=== What to produce ===
Give back every record word for word, keeping the pictures out.

=== Items from a dataset ===
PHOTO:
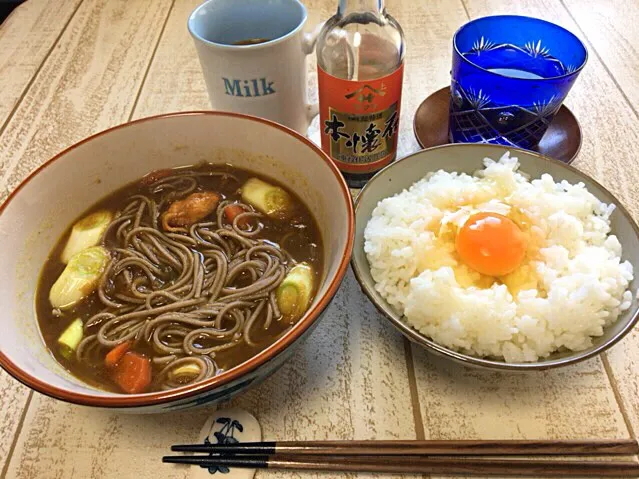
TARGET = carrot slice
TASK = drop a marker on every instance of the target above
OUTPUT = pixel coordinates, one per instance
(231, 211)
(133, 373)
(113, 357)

=== Output of the exercise ===
PHOTO:
TARGET = carrot slice
TASK = drop a marker on every instance of the target above
OUTPUT = pixel coordinates, one per instance
(231, 211)
(133, 373)
(113, 357)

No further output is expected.